* [Ações a realizar]
A – Indique se cada afirmação concorda com o texto sobre a insolvência. Justifique com as palavras decisivas do texto, citadas sem alterações. (i) O Tribunal do Trabalho reconheceu como trabalhador quem faz a pergunta. (ii) A Relação já se pronunciou sobre o recurso da empresa. (iii) O crédito foi reclamado como crédito comum.
B – Segundo o texto sobre a insolvência, para que instância recorreu a empresa?
C – Prossiga o texto sobre a insolvência a partir do ponto em que termina.

* [Excerto citado]

((

Credor de uma insolvência com recibos verdes

Este post teve origem numa pergunta de um trabalhador despedido.


“Sou ex-trabalhador ou prestador de serviços de uma empresa que ficou insolvente.

Como sou ‘prestador de serviços’, a ‘recibos verdes’, o meu crédito laboral não foi reconhecido pela empresa.

Tive de instaurar uma ação no Tribunal do Trabalho para ser reconhecido como trabalhador efetivo da empresa.

O Tribunal do Trabalho reconheceu-me como trabalhador, apesar de a empresa só me considerar prestador de serviços.

No entanto, a empresa recorreu para a Relação, e ainda não foi decidido o recurso.

Eu reclamei este crédito como crédito laboral, portanto privilegiado.”


Pergunto:

> Este meu crédito reclamado é crédito laboral?
> É reconhecido como efetivo ou condicionado?
> Tenho direito a voto na assembleia de credores?
> Este recurso para a Relação é considerado extinto?

))

[Excertos de dados de anotação de pontos]
((

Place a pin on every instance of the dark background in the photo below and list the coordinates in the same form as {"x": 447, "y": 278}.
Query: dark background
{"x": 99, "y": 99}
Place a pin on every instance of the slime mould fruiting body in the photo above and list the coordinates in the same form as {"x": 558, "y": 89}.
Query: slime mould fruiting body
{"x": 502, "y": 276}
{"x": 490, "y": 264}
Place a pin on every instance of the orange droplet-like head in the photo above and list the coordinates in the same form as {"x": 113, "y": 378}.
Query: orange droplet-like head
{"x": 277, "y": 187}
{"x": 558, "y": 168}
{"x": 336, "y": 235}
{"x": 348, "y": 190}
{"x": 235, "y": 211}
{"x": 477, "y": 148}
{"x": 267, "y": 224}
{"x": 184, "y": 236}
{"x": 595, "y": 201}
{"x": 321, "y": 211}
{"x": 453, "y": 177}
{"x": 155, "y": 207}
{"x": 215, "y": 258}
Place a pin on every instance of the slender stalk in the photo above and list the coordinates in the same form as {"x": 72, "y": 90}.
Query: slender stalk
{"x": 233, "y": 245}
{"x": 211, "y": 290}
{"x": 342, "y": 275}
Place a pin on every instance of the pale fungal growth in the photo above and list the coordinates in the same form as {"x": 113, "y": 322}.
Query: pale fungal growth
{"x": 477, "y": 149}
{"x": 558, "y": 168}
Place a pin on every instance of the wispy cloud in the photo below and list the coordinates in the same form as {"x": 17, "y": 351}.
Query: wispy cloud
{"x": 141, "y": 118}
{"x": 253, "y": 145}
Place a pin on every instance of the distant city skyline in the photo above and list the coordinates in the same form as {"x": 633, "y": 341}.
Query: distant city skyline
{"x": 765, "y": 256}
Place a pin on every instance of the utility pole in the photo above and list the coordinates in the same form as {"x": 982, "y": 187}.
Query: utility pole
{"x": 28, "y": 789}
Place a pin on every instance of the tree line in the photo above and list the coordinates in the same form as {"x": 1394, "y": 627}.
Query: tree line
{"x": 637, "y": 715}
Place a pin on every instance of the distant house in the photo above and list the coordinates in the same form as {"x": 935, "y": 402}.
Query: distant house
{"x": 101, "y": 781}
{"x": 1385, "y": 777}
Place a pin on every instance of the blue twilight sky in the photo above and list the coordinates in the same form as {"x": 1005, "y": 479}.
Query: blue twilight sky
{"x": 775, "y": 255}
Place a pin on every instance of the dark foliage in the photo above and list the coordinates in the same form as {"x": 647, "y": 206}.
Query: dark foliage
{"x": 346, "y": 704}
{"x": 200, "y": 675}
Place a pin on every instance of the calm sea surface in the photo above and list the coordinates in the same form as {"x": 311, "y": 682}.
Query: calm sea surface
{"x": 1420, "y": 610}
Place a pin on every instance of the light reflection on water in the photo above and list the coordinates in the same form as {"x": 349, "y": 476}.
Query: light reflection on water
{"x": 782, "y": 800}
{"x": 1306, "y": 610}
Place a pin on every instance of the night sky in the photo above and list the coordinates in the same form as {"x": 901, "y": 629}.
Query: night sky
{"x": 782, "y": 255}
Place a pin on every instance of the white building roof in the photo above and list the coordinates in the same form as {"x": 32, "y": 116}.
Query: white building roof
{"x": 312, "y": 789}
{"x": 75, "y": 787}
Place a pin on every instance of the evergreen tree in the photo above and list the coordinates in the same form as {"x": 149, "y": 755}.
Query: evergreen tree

))

* [Em resposta]
A –
(i) Sim: "O Tribunal do Trabalho reconheceu-me como trabalhador"
(ii) Não: "ainda não foi decidido o recurso"
(iii) Não: "Eu reclamei este crédito como crédito laboral, portanto privilegiado."

B – Para a Relação.

C –
 

Quanto à envolvente:

Historicamente, os direitos dos trabalhadores foram tão espezinhados que agora a legislação protege-os sempre acima de tudo.

Os papéis assinados pelo trabalhador e os seus recibos verdes não se sobrepõem à realidade, que será o facto de o trabalhador ser na realidade um trabalhador dependente daquele emprego, da empresa e daquele salário.

Nestes casos pressupõe-se sempre que o trabalhador estaria em situação económica desesperada, e aceitou assinar tudo o que a empresa lhe colocou à frente, por forma a conseguir um emprego e assim o seu sustento.

Os ditos “falsos recibos verdes” são uma ilusão e um auto-engano dos empresários, porque no fim os trabalhadores vão para tribunal e ganham sempre. É sempre preferível os “patrões” fazerem um contrato a prazo. Assim no fim não haverá surpresas.

Por fim, se existiu recurso da decisão, a decisão ainda não tem força de lei.


Quanto às perguntas:

Regra geral, um crédito tem de ser reconhecido pelo devedor, pelo credor e pelo administrador.

Em casos de pequenas divergências, faz-se uma audiência e o juiz decide o valor do crédito.

Se não se chegar a acordo sobre o valor do crédito, o credor terá que colocar uma ação autónoma contra o devedor para decidir o valor da dívida. Essa ação correrá apensa ao processo de insolvência.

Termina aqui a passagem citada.